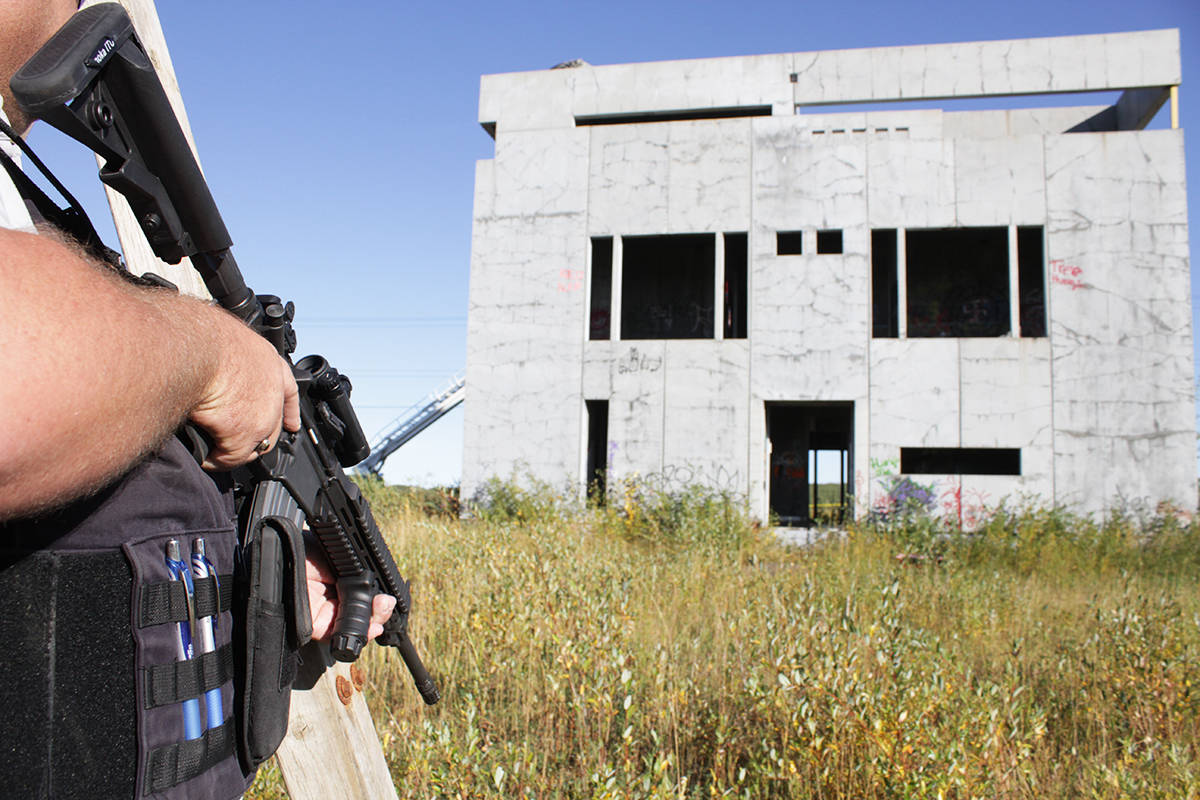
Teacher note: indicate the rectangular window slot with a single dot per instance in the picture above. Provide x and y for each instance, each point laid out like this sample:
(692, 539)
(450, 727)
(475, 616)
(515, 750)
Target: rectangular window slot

----

▸ **Action item**
Word for word, restate all of the material above except its pictures.

▸ **Solution to this problem**
Teacher note: indicate the rectangular window slot with a single dot per instance in the picture above. Provide x and y for each instance, each point laid out like this sample:
(692, 539)
(450, 727)
(475, 616)
(515, 750)
Target: rectangular window slot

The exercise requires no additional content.